== WHAT YOU ARE ASKED TO DO ==
Rewrite every line of the entries below as a numbered list with no blank lines, and leave the pictures out.
'''
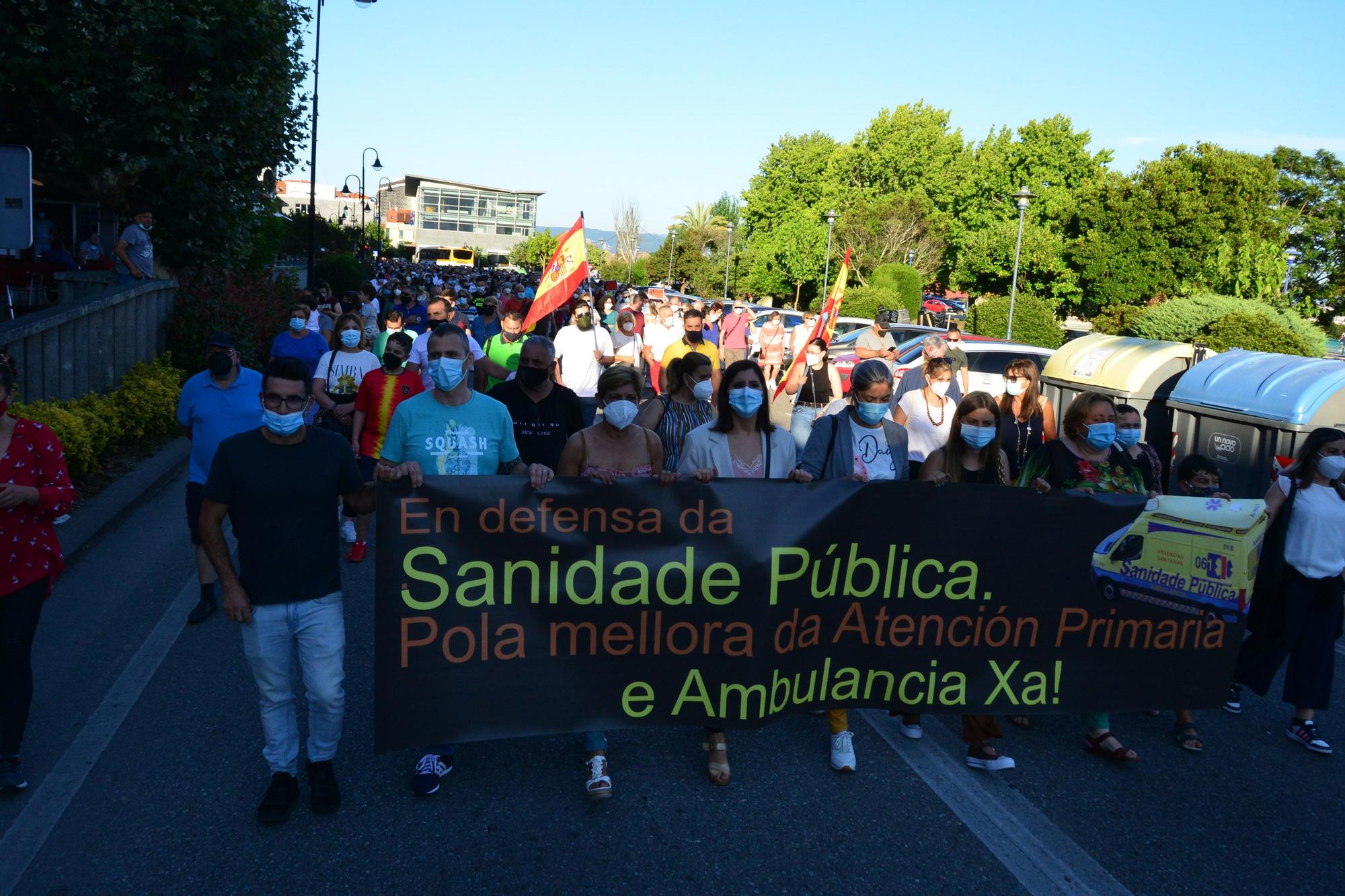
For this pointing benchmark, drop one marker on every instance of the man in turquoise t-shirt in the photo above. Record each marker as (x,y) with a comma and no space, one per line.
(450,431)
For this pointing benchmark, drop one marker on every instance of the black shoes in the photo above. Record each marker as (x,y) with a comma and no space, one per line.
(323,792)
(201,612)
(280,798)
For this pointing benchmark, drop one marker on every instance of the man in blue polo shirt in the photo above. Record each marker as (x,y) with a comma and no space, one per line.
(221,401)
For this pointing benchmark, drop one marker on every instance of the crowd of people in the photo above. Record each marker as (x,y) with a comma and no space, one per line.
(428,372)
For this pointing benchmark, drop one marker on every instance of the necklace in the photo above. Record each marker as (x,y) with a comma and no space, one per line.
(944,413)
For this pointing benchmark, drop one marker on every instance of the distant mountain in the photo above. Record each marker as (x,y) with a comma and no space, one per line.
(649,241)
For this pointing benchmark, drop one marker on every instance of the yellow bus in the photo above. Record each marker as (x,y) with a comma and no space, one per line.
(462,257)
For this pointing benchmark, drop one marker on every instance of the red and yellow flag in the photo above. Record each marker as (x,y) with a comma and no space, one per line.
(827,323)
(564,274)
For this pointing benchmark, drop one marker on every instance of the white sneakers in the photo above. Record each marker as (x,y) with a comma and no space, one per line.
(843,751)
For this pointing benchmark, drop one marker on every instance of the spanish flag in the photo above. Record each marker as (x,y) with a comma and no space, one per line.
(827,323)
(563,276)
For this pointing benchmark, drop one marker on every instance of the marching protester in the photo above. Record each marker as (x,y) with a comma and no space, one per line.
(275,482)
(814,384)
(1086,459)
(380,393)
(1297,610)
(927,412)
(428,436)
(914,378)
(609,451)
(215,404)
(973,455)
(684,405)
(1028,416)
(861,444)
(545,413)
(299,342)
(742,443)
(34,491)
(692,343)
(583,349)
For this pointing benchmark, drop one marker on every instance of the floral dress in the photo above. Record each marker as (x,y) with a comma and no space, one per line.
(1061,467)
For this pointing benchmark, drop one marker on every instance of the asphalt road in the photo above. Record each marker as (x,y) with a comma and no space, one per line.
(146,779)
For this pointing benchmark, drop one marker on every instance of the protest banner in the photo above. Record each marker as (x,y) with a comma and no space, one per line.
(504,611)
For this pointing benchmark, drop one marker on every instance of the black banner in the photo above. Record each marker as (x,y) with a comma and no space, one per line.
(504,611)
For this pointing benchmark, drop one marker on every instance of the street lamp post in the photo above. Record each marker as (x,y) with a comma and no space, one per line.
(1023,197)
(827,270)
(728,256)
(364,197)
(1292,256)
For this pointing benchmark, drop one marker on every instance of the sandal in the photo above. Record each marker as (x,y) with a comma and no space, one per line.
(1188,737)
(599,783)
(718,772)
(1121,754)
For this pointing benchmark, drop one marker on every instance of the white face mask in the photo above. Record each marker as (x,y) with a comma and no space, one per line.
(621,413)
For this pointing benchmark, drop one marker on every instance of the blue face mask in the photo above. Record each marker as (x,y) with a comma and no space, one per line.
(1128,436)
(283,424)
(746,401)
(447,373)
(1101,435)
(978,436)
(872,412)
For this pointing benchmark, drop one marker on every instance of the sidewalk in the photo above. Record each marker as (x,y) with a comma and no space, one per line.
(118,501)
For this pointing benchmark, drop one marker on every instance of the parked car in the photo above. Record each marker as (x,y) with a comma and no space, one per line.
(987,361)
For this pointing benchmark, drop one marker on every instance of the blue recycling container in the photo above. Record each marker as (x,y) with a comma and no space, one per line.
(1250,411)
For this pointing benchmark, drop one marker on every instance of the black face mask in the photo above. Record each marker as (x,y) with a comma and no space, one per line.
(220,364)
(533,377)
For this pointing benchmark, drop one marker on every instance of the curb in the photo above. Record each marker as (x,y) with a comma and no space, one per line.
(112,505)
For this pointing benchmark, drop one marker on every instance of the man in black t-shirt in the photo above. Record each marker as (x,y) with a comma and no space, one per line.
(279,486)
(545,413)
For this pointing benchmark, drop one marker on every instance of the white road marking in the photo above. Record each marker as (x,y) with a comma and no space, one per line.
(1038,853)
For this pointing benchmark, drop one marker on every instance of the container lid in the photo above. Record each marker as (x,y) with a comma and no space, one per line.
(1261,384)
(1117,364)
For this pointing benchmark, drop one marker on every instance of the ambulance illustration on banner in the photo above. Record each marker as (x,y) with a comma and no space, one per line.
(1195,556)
'''
== WRITTEN RESPONSE ==
1. For this pointing benchmark, drop one marker on every instance of the man in turquoise t-shirt in the photo above. Record each marker as (x,y) with a comma and no space, one per line.
2. (450,431)
3. For this pointing benchmark, drop one marker on every instance of the black shoes in the photo above. Record each marker as (x,y) with a comma and no space, one per line.
4. (323,792)
5. (201,612)
6. (280,798)
7. For this pointing benchmark, drop one marker on every instance of the man in blue polo shirt in the photo above. Record each marker as (x,y) with a comma and no space, one per line.
8. (221,401)
9. For this pointing benchmark, drop one marker on every instance of the crowd of people in the photo above. Record each marker as (x,y) with a comma and no space, one per line.
10. (428,372)
11. For this pointing benchmark, drop one marker on every instance of the necklace in the photo above. Record each marker as (x,y) with a comma and no space, one per line.
12. (944,413)
13. For this pointing benchmark, drop one marker on every instance of the distant mountain in the photo above. Record each marker as (x,y) with a comma and no space, one per line.
14. (649,241)
15. For this pointing benchmark, drop one marker on every instance of the yellow bus in the photo above. Record each marker as (x,y) with a comma and no space, one per line.
16. (462,257)
17. For this pointing benchmark, drop one marker on every instance of the red and yellow flag in the photo above. Record each marker as (x,y) with a comma and no space, one per line.
18. (827,323)
19. (564,274)
20. For this pointing benchmark, drop one marker on every instance of the white sneakers in the photo above. Record each marker as (x,y) with a comma and no space, one per line.
21. (843,751)
22. For this pointing benchmark, drop one marker on every instance of the spanish flag in the photo above. Record each marker as (x,y) with a comma and no space, one per line.
23. (827,323)
24. (563,276)
25. For this pointing benchmark, drop one marker on every instance of the marching protester in the photo above. Record each marker as (x,y) with a comma and no space, one per line.
26. (275,482)
27. (814,384)
28. (1086,459)
29. (380,393)
30. (1297,610)
31. (927,412)
32. (428,436)
33. (914,378)
34. (609,451)
35. (215,404)
36. (973,455)
37. (684,405)
38. (1028,416)
39. (861,444)
40. (545,413)
41. (299,342)
42. (742,443)
43. (34,491)
44. (692,343)
45. (583,349)
46. For this pointing benchmark, drop one marker on every instance of the floral dress in the photo above. Record each marker as (x,y) with a comma and no space, one per line.
47. (1061,467)
48. For this pointing benchmark, drop one marker on every instance of the asphalt road in the photo above. Record each marker as (x,y) with a comma and no space, one per line.
49. (146,779)
50. For this pointing benchmark, drop one marker on every instance of the protest banner in the photo above. Record each marker as (x,y) with a comma and no space, one per line.
51. (504,611)
52. For this pointing benchmark, drop one marker on every instance of the black banner in the photo above. Record each marker as (x,y) with a comma and no space, one per line.
53. (504,611)
54. For this pointing benchmark, drop one marker on every instance of the street lamp post in the photo above. Record each marker as (x,y) with a comma and no space, one per line.
55. (1023,197)
56. (827,270)
57. (728,256)
58. (364,197)
59. (1292,256)
60. For this pointing benchmark, drop one marker on every instance of the sandal in the photo above. Record each marker as (x,y) with a comma and no space, one per line.
61. (1188,737)
62. (599,783)
63. (718,772)
64. (1121,754)
65. For this pointing benchmark, drop one marker on every instance of the white face mask in the photo above. Record each marker as (x,y) with a comma and no space, one per line.
66. (621,413)
67. For this pointing benchmark, drop one marker on every instance of the blue face mask in the photo above. Record each marker as (x,y) with a comma and no space, one per line.
68. (1128,436)
69. (283,424)
70. (746,401)
71. (447,373)
72. (1101,435)
73. (978,436)
74. (872,412)
75. For this pointing benchmark, drop one marker on every instance of the sidewalk in the photo above. Record each marker as (x,y) with a comma and no space, one per line.
76. (118,501)
77. For this pointing benchmark, drop one marker on every instance of the parked car in the photo above. Record each marker as (x,y) with a comma and no space, one per line.
78. (987,361)
79. For this pointing benchmark, drop one marker on every instance of the blue recycling container in the photo above. Record each marker as (x,y) with a comma and no space, one per line.
80. (1250,411)
81. For this pointing benchmark, drop one marker on every instance of the black face mask in the photo above. Record each marker as (x,y) with a comma and no space, one per line.
82. (220,364)
83. (533,377)
84. For this pointing benchmark, drop one marker on every instance of the curb in the photo above. Record each marker as (x,y) with a comma and no space, one per line.
85. (112,505)
86. For this pointing benchmark, drop one marker on every instance of the man in black t-shirt in the photo above. Record each marker as (x,y) with a comma and no space, one per line.
87. (279,486)
88. (545,413)
89. For this pointing benchmark, drop one marker on every instance of the white road marking in the photo above. Record each marker as (x,y) with a comma and no space, one per line.
90. (1038,853)
91. For this pointing benchmark, drop one marker on every instance of the container lid in the photo above. Record each marker as (x,y) with a comma and no space, one per line.
92. (1261,384)
93. (1117,364)
94. For this pointing benchmark, drop one marker on every instance of the ambulance illustration on banner in the photo above. Record each marker as (x,y) with a comma and no space, one per line.
95. (1195,556)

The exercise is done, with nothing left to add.